• WHAT TO DO: List every line in the labeled-object pointing entries below that contains the word "window".

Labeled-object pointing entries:
—————

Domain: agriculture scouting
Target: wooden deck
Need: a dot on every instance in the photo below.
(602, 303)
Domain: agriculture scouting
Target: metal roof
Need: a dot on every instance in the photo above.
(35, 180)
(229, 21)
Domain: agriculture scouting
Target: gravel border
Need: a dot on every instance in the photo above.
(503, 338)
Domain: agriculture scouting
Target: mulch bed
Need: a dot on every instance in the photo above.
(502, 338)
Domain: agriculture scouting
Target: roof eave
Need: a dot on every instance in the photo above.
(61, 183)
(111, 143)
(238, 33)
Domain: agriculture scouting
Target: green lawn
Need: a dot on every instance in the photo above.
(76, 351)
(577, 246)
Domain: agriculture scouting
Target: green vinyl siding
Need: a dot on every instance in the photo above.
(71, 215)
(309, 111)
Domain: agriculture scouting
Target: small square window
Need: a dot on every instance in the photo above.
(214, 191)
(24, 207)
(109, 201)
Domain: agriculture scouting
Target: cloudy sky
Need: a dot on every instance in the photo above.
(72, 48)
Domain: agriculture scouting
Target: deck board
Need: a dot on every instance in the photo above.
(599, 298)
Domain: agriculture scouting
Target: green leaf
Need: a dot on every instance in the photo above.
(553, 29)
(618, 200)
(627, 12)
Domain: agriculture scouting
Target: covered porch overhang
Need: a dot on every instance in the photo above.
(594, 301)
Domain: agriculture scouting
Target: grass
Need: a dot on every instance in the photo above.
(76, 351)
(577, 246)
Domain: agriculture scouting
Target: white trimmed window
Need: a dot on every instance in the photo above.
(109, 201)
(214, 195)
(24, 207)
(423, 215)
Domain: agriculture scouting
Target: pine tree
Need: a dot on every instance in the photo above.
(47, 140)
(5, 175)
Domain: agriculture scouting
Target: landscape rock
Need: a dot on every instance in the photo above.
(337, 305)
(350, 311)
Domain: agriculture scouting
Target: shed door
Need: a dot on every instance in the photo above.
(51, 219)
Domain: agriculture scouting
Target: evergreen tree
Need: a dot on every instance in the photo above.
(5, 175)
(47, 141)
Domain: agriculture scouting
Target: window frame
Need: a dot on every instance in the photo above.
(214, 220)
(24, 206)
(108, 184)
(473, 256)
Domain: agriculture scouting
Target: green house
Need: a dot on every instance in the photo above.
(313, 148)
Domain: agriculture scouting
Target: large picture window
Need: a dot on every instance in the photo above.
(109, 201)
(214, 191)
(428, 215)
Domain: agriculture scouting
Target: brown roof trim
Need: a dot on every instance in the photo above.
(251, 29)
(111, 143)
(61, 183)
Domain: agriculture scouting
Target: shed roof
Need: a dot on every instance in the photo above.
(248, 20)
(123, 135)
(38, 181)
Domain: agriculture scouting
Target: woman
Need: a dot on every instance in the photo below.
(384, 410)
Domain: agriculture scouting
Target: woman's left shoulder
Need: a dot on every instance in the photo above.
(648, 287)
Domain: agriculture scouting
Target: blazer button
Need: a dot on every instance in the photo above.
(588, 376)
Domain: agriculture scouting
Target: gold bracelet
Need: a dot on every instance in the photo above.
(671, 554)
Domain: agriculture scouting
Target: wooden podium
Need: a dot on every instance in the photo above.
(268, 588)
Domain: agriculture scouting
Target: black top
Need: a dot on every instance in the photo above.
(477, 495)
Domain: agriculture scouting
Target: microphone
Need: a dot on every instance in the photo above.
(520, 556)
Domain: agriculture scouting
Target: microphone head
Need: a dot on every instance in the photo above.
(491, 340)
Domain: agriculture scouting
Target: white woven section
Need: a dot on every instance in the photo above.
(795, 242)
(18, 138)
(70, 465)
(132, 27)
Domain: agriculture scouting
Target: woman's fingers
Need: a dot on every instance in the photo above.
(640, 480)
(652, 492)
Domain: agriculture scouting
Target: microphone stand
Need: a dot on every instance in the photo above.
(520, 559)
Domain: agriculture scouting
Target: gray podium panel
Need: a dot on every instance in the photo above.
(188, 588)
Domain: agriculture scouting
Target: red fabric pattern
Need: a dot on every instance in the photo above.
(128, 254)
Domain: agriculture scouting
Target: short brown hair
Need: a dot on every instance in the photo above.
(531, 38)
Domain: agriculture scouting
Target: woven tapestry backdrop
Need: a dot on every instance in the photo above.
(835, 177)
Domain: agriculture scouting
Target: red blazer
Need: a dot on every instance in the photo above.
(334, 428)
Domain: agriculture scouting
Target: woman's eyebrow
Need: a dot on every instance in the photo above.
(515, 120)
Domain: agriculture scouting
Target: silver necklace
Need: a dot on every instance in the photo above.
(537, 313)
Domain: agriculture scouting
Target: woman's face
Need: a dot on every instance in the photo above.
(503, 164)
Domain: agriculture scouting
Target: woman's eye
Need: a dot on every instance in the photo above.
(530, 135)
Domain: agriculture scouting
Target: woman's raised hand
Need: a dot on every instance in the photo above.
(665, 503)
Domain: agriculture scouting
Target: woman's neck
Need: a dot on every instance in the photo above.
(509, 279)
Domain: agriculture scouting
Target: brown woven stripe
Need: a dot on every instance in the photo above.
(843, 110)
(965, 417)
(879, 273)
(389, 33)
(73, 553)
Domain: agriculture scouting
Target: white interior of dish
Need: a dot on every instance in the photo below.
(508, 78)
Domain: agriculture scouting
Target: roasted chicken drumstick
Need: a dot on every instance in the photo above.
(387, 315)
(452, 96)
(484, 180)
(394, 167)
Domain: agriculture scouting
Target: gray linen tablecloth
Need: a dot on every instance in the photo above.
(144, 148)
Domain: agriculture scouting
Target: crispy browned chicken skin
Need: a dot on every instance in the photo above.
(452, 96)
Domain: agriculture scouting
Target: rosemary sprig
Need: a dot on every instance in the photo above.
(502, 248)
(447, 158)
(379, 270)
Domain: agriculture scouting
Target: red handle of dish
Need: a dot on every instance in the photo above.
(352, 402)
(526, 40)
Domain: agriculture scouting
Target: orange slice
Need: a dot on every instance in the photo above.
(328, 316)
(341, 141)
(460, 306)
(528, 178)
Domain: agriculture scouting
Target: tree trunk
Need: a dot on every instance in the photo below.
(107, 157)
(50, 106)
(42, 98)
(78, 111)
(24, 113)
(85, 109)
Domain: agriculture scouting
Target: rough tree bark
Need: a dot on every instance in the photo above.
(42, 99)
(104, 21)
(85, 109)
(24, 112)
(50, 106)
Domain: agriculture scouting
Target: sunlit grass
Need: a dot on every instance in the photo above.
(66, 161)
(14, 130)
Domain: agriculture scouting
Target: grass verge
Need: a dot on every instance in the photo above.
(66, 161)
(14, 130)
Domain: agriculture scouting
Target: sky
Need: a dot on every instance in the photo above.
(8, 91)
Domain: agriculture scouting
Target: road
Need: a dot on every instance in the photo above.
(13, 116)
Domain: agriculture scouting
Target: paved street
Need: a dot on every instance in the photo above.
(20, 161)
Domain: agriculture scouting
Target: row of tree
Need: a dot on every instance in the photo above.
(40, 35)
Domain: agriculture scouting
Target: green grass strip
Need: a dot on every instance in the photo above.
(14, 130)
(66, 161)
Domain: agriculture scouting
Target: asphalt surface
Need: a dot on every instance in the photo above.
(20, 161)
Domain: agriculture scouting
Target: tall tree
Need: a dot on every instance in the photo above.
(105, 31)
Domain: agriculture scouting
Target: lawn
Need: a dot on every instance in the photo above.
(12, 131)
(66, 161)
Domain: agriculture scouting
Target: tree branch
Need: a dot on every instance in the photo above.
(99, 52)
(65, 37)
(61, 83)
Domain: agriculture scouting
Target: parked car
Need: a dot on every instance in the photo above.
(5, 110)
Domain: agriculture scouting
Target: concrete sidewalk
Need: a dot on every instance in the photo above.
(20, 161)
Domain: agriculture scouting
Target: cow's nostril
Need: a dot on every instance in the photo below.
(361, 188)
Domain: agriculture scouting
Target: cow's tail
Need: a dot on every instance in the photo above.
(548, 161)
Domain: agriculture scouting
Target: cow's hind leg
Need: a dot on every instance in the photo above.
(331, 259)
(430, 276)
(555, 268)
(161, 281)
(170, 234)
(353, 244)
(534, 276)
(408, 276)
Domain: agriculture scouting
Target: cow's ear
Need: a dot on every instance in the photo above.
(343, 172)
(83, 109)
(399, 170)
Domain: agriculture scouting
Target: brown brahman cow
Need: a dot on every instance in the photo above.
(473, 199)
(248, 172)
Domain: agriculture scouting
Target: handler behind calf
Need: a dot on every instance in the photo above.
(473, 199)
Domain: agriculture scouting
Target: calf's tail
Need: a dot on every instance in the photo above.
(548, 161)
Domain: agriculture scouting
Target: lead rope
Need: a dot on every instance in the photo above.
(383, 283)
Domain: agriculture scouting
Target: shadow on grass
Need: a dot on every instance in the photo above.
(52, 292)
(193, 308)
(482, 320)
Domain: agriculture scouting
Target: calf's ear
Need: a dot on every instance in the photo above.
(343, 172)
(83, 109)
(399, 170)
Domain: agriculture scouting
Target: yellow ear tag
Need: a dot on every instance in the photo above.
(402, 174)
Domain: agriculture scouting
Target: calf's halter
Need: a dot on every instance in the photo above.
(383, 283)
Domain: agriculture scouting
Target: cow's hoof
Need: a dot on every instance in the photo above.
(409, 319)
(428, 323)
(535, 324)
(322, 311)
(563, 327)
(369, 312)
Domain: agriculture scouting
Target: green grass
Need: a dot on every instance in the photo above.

—————

• RESULT:
Target: small square window
Target: white trimmed window
Target: window frame
Target: large picture window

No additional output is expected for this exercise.